SHORT EXERCISE – Return each line of the material below that contains the string "stone", unchanged and in its original order.

— Begin GIVEN DATA —

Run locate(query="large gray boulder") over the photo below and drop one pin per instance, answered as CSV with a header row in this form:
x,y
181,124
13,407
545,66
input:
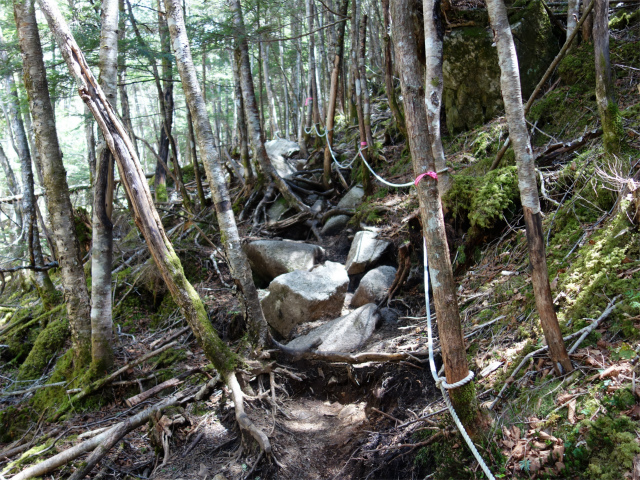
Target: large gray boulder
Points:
x,y
279,151
304,296
471,72
344,334
366,249
352,198
335,225
270,258
374,286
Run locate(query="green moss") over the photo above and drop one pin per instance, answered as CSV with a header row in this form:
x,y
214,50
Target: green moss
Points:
x,y
609,451
14,422
49,341
483,200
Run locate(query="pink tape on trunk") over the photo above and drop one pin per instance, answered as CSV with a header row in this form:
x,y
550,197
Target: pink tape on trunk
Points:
x,y
433,175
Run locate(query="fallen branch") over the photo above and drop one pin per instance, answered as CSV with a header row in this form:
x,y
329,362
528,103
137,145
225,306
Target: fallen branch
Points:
x,y
582,334
74,452
103,381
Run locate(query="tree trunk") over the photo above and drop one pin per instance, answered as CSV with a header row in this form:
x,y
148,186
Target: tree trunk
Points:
x,y
249,177
251,109
238,262
55,181
433,37
275,128
388,72
338,50
145,215
444,294
366,175
102,247
511,94
605,97
573,12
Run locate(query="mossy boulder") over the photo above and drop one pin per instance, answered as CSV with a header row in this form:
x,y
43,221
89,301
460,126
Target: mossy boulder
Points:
x,y
471,72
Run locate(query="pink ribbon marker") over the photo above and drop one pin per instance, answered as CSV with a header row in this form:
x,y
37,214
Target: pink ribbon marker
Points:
x,y
433,175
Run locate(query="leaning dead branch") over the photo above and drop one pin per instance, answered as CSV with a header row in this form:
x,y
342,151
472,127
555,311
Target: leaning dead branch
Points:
x,y
105,438
98,384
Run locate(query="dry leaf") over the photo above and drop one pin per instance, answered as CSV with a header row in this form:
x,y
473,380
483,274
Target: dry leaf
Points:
x,y
571,415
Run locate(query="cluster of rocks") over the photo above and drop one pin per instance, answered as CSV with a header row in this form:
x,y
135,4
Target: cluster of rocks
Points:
x,y
305,287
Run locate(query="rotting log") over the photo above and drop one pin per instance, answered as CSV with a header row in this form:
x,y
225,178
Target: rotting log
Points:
x,y
145,215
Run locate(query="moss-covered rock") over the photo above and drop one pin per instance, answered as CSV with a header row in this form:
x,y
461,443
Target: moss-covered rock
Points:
x,y
471,72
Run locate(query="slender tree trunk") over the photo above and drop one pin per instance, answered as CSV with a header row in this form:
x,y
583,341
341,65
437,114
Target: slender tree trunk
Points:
x,y
511,94
145,215
573,12
358,90
338,50
433,37
238,262
267,84
251,109
102,247
55,181
242,121
444,294
398,115
605,97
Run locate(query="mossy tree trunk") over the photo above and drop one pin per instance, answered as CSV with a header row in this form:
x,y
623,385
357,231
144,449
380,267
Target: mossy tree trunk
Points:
x,y
249,177
605,97
102,246
434,40
238,262
444,294
519,135
398,115
253,116
55,181
145,215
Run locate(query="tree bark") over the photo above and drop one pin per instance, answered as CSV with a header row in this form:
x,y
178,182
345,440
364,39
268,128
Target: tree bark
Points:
x,y
145,215
605,97
573,12
444,294
251,109
242,121
55,181
338,50
275,128
102,247
434,37
398,115
366,175
511,94
238,262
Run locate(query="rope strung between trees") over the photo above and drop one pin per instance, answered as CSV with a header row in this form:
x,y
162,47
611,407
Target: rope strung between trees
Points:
x,y
441,381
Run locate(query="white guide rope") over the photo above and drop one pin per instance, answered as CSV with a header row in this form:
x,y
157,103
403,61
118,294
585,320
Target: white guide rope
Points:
x,y
441,381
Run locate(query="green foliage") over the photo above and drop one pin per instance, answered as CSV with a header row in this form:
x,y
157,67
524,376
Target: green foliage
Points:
x,y
49,341
483,200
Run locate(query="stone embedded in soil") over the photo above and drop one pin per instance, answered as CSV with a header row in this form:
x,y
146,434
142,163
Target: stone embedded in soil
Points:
x,y
279,151
365,251
374,286
352,198
271,258
304,296
335,225
344,334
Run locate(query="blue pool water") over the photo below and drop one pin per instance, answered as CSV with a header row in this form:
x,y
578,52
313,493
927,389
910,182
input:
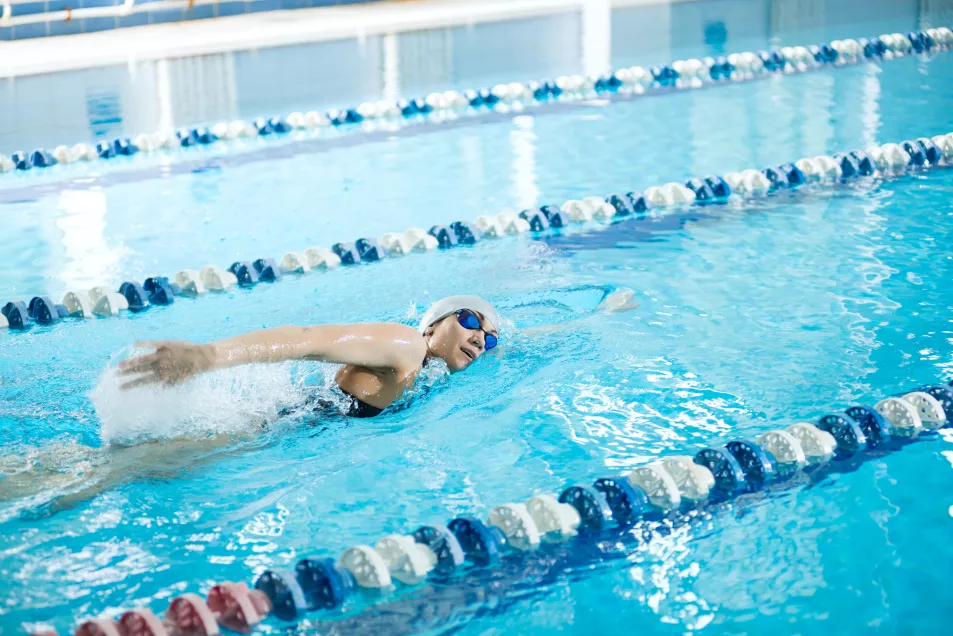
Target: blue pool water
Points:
x,y
750,318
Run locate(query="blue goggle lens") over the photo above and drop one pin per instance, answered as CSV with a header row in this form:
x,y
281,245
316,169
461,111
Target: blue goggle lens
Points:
x,y
469,320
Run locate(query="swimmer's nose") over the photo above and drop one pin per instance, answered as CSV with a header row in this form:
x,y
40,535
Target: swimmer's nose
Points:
x,y
477,340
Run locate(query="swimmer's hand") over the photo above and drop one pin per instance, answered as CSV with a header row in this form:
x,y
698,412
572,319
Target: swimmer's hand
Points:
x,y
173,362
622,299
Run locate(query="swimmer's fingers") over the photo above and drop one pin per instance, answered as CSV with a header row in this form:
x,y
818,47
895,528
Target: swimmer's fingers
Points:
x,y
152,344
143,381
140,364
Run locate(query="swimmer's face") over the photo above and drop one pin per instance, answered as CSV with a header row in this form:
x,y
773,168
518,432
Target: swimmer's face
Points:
x,y
456,345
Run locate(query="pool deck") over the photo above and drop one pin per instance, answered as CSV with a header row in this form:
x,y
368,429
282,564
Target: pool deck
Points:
x,y
267,29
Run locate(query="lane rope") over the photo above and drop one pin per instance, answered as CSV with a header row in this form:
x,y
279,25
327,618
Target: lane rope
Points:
x,y
438,106
668,489
888,161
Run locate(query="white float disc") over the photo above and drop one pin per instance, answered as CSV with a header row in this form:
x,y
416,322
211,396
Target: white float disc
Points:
x,y
928,408
902,414
692,484
658,484
555,520
817,445
517,524
367,566
785,448
404,558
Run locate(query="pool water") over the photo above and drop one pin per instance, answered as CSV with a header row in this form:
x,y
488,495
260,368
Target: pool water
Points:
x,y
751,318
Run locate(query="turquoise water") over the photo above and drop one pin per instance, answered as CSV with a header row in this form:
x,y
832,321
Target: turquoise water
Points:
x,y
750,318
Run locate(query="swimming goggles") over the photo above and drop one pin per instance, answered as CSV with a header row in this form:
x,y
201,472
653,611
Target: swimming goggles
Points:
x,y
469,320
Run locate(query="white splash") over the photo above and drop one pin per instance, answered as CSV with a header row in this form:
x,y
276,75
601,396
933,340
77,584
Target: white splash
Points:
x,y
228,401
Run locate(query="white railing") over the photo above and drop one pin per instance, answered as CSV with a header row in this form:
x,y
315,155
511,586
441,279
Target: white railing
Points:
x,y
128,7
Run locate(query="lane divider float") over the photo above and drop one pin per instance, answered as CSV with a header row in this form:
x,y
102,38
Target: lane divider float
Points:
x,y
667,488
889,160
629,81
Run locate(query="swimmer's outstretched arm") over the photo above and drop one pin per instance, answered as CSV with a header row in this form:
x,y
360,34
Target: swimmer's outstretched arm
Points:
x,y
383,347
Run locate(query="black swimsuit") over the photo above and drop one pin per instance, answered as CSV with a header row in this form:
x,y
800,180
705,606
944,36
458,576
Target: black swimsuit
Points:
x,y
325,406
359,408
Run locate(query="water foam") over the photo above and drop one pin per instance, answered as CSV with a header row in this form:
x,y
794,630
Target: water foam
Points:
x,y
228,401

— End GIVEN DATA —

TASK OUTPUT –
Run locate(query="stone embedded in soil") over the photo above and drop one pin per instance, answered as CSV with a header row in this form:
Target: stone embedded in soil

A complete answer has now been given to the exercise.